• Do this:
Output every entry exactly, from the first line to the last.

• Records:
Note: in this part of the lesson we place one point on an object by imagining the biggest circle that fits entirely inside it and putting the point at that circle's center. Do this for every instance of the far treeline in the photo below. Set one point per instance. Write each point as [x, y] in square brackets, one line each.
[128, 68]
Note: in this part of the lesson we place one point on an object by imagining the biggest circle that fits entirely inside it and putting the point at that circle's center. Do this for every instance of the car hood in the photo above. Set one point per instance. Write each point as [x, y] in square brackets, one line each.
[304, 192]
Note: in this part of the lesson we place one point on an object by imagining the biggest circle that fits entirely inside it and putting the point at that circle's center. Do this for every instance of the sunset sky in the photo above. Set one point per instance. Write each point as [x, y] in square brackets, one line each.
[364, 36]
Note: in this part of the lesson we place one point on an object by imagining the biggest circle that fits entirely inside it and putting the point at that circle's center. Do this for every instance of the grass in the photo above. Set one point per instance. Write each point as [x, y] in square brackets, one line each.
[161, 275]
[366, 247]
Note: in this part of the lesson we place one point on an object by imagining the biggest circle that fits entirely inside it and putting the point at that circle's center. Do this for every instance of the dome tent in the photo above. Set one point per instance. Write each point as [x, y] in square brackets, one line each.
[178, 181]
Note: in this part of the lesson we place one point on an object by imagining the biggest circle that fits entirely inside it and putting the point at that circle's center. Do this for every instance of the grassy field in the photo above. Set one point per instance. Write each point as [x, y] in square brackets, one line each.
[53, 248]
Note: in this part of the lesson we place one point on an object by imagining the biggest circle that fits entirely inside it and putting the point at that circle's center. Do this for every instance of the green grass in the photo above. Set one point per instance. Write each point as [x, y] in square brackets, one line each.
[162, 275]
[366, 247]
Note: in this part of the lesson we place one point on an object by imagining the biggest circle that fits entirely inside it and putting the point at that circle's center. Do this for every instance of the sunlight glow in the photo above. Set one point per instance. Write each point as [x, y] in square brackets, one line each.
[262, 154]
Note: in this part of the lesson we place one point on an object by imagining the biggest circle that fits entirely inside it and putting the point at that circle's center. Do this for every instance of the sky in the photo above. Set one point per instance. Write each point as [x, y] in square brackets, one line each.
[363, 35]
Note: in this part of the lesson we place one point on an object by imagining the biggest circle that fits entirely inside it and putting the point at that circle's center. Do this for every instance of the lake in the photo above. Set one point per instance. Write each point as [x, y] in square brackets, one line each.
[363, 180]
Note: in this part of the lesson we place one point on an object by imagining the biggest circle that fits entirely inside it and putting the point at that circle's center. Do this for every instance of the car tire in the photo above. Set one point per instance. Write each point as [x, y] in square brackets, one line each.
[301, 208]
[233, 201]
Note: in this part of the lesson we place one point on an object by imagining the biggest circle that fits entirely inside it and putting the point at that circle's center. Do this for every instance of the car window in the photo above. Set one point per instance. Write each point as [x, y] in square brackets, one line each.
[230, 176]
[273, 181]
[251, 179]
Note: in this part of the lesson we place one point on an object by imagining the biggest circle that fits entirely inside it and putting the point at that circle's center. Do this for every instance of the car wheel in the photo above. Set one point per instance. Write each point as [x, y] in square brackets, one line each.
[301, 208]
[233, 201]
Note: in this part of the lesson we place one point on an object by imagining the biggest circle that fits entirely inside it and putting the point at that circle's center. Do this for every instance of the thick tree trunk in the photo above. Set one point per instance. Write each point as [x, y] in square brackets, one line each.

• Result of the exercise:
Note: in this part of the lesson we place one point on an object by imagining the biggest circle that fits entirely inside it and putting the point at that circle's center. Do this for every instance of the far treeline in the photo below. Set one point per instance. Write each point as [x, y] in square brackets, one line each.
[128, 68]
Note: in this part of the lesson we place one point on an object by imagining the biggest circle that fits entirely inside it and putting the point at that circle's center. Do this for every instance of the car hood in the photo above. Set one point per instance. Write each point as [x, y] in square brackets, one line each.
[304, 192]
Note: in this part of the lesson we place one point on an object by imagining the biggest circle that fits entirely inside it and putting the point at that circle's center. Do this for every instance of the sunset sky in the photo above. Set one point per instance. Write each point as [x, y] in square brackets, one line each.
[364, 36]
Note: in this part of the lesson we place one point on an object by imagining the biggest circle that fits entirely inside it and putting the point at that circle's center. Do this for every instance of the grass in the photo above. Set one point per instance. Write each point as [x, y] in square brackets, one line each.
[161, 275]
[366, 247]
Note: in this part of the lesson we place one point on an object by imagining the biggest circle that fits entirely inside it and putting the point at that circle's center. Do this for every instance of the dome tent in the photo above. Set one point per instance. Write each point as [x, y] in square brackets, one line each.
[178, 181]
Note: in this part of the lesson we place one point on an object by imagining the biggest circle that fits entirely inside it and putting the point at that circle's center. Do this for every instance of the grassy field in the photo above. Set one point per instance. Write each point as [x, y] in square brackets, one line each.
[53, 248]
Note: in this part of the lesson we place one point on an object by imagining the biggest circle that fits entirely inside it and putting the point at that circle's center. Do this for every instance of the green grass in the photo above. Set one point per instance. Write each point as [x, y] in square brackets, one line each.
[162, 275]
[366, 247]
Note: in this part of the lesson we place one point on an object by imagining the biggest circle that fits entirely inside it and putting the point at that circle's center. Do this for every instance of the sunlight glow in the photo above. Set one point per instance. Write each point as [x, y] in square brackets, one line each.
[262, 154]
Note: in this part of the lesson we place one point on an object by imagining the biggest circle that fits entirely inside it and putting the point at that circle's center. Do this for every instance of the sky in the photo above. Set one point per instance. Write each point as [x, y] in square brackets, one line each.
[363, 35]
Note: in this part of the lesson we place one point on an object by imagining the biggest circle that fits entirely inside it and putting the point at that circle's center. Do this for every instance of the lake in the photo above. Set one point per instance. Write each point as [x, y] in square brackets, one line each.
[363, 180]
Note: in this part of the lesson we place one point on an object by imagining the biggest circle that fits entirely inside it and putting the point at that circle's center. Do this for every instance of the car tire in the photo above. Set one point per instance. Write each point as [x, y] in square brackets, one line each.
[301, 208]
[233, 201]
Note: in this part of the lesson we place one point on an object by imagining the biggest circle that fits entirely inside it and putting the point at that circle's center. Do this for every instance of the car window in the photo above. Set one point per instance. Write each point as [x, y] in square brackets, one line each.
[230, 176]
[273, 181]
[251, 179]
Note: in this part of the lesson we place one point on an object by imagining the biggest circle that fits entirely inside it and putting the point at that circle's center. Do this for every instance of the car wheel in the photo above. Set one point per instance. Write each point as [x, y] in square brackets, one line each.
[301, 208]
[233, 201]
Note: in this part of the lesson we place one point on an object by imagining the biggest circle that fits entirely inside it and putting the point at that circle's center. Do this for every instance of the thick tree trunk in the photo above. Set one point per instance. Write each point as [x, y] in square brackets, one line each.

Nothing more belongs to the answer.